- Task objective:
Reproduce each line of the listing exactly.

*-*-*

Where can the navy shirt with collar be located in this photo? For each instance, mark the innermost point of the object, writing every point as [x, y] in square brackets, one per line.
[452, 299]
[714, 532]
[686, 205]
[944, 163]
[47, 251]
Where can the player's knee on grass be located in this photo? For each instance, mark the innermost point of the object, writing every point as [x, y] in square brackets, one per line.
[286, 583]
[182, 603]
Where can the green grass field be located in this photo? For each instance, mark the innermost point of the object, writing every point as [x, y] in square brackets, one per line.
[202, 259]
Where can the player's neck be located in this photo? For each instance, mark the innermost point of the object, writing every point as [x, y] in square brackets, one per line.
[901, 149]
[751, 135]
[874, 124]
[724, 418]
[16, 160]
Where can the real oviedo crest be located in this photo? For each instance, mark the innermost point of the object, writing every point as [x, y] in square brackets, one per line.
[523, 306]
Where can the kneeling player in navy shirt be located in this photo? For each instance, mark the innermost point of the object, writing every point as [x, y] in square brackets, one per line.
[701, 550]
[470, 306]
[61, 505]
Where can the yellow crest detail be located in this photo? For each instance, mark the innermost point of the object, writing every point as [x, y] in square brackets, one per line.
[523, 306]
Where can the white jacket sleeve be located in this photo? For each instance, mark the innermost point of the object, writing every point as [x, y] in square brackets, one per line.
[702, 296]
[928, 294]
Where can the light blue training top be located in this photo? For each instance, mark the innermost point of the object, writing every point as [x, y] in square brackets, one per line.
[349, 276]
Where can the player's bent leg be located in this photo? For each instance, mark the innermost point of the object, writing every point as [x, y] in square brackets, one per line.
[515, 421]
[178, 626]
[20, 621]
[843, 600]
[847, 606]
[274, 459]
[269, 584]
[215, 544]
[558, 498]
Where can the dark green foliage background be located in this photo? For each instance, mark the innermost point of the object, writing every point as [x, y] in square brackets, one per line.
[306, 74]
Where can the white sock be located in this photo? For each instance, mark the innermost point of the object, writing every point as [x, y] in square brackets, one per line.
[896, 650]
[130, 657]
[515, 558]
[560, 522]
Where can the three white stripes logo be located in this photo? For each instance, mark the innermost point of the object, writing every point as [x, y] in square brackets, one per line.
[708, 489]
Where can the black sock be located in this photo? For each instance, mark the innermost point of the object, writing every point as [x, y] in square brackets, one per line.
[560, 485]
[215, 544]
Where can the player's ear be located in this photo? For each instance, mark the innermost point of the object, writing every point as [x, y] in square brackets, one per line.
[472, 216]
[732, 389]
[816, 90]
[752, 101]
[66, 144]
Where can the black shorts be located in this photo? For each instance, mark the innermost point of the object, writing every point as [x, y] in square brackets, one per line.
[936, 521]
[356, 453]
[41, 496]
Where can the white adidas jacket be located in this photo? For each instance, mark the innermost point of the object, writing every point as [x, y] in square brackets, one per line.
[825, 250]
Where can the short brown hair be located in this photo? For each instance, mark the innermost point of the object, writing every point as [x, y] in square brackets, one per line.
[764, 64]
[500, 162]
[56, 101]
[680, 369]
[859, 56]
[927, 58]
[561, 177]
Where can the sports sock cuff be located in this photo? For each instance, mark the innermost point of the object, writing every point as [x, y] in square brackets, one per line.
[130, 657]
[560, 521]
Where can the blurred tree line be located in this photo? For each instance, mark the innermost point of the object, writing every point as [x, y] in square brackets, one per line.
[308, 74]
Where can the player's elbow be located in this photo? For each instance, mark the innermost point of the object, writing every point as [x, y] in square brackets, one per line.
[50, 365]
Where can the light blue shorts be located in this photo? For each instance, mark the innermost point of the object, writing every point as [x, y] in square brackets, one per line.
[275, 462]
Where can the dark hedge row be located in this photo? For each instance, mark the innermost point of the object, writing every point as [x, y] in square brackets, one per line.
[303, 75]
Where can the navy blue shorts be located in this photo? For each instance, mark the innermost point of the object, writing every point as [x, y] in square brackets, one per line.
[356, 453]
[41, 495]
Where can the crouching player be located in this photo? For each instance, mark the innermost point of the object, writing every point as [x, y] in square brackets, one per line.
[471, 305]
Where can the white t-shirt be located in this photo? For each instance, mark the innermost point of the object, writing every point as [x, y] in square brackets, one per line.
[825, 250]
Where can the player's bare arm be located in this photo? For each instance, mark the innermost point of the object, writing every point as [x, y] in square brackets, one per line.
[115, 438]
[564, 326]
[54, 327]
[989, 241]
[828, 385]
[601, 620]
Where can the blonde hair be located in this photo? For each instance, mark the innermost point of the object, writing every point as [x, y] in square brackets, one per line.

*-*-*

- The reply:
Where can the navy shirt with collar be located in this photo? For each instance, mark the innermost point of the object, writing every point as [x, y] in square brackets, one per line.
[452, 299]
[714, 532]
[686, 205]
[944, 163]
[47, 251]
Where can the player's knee on grass be located in this photo? For each instance, mark the innermost point of the object, writing every point as [x, y] in square brackets, one per line.
[286, 583]
[182, 603]
Where can the green grass field be located in this photo? For each instance, mark the innermost point of the object, writing every point as [x, y] in square brackets, one per line.
[202, 259]
Where can the player's neck be located in this photo? For each instance, mark the innermost point of the object, writing every point as [x, y] in square brackets, one per line.
[901, 149]
[751, 135]
[874, 124]
[724, 418]
[16, 160]
Where can the real oviedo crest be located in this photo? For each instance, mark the innermost point of the object, writing every point as [x, y] in square brackets, one per line.
[523, 306]
Where can the kneeling player in navy shirt be located in this photo? For each instance, mark the innermost point of the object, writing every point as [x, y] in square brackets, one per line.
[701, 550]
[470, 306]
[61, 505]
Where can the yellow crest detail be located in this photo? For each instance, mark the innermost point of the object, writing every point as [x, y] in square brackets, one per line.
[523, 306]
Where can the white jacket sleeve be located in this photo? For each instance, mark the innermost point of the object, writing every point as [x, y] in square brackets, one per line.
[702, 296]
[928, 294]
Where can the light blue training top be located in this photo? For each instance, mark the innermost point of the object, writing every point as [x, y] in square brackets, one per line.
[349, 276]
Where can the player's bent leg be located in this photo? For each instance, mark the innermost point of the object, writing every point as [x, y] in square brackets, one per line.
[515, 421]
[178, 626]
[20, 621]
[843, 600]
[847, 606]
[274, 459]
[269, 584]
[215, 544]
[558, 498]
Where can the dark green foliage background be located in this photo? For each instance, mark the innermost point of the object, writing every point as [x, y] in square brackets, one per line.
[306, 74]
Where can the white sock be located in this photo? For each instance, mark the innermost point of the object, writing every point as [x, y] in square brackets, one per line.
[896, 650]
[130, 657]
[515, 558]
[560, 522]
Where can the three white stripes logo be located in this photo? For each instance, mark the innermost point of the object, writing every point as [x, y] in square brackets, one per line.
[708, 489]
Where can the black sock be located in this photo? For each instance, mark the innermost point of the object, writing every point as [x, y] in square brackets, one per line.
[560, 485]
[215, 544]
Where can the player's ear be located in this photo? For each instance, mark the innermost point of the object, writing every point as [x, y] in square brackets, one per line.
[472, 216]
[732, 389]
[816, 90]
[752, 101]
[66, 144]
Where can the black shorts be located in this photo? For each instance, mark the innermost point of the object, writing every point as [x, y] in square brackets, one per line.
[936, 521]
[356, 453]
[41, 496]
Where can the white adidas jacket be located in this photo? For each instance, mark the innermost point of the object, writing every point as [x, y] in square brackets, one per line.
[825, 250]
Where can the short brown hair be located in this photo? For each instance, mark the innermost point of the object, writing every point as [x, y] in square brackets, one per line.
[764, 64]
[500, 162]
[56, 101]
[680, 369]
[859, 56]
[927, 58]
[561, 177]
Where can the sports sock cuff be located in this photo? For each instance, mark the innermost point of the object, writing every point as [x, y] in square brackets, one per line.
[130, 657]
[560, 521]
Where can the blurred tree line be located in this photo? For each instance, mark the innermost point of the object, writing every point as [x, y] in square brackets, one per line.
[308, 74]
Where can the player's elbow be located in this photo? For each instance, mark the innermost point of the object, writing every point as [x, y] in square brackets, one per line.
[50, 365]
Where can the light blue shorts be located in this photo? For each instance, mark the innermost point of the object, writing every point as [x, y] in square brackets, one per line.
[275, 462]
Where can the dark hedge row be located in this photo? For each instance, mark the innermost point of the object, writing every point as [x, y] in square brackets, one per line.
[303, 75]
Where can the navy blue shorts be located in this photo? For each instance, mark the innermost point of the object, writing every point as [x, y] in square brackets, one per line.
[356, 453]
[41, 495]
Where can the crouching player be located in this photo? For each instance, mark the innermost point of the object, writing every point as [x, y] in square brackets, one per line.
[471, 305]
Where can the white t-shirt be located in this photo? For each instance, mark the innermost point of the object, writing every point as [x, y] in square brackets, one per line.
[825, 250]
Where can the player's bare arm be located in this photo? For each instance, mark the innermost point of the object, writing every point as [x, y] in square brackets, one per line.
[115, 438]
[564, 326]
[54, 327]
[989, 241]
[828, 385]
[601, 620]
Where can the blonde hair be located in this photo? For each instance, mark the innermost point of the object, writing every point as [x, y] in square brackets, one per line.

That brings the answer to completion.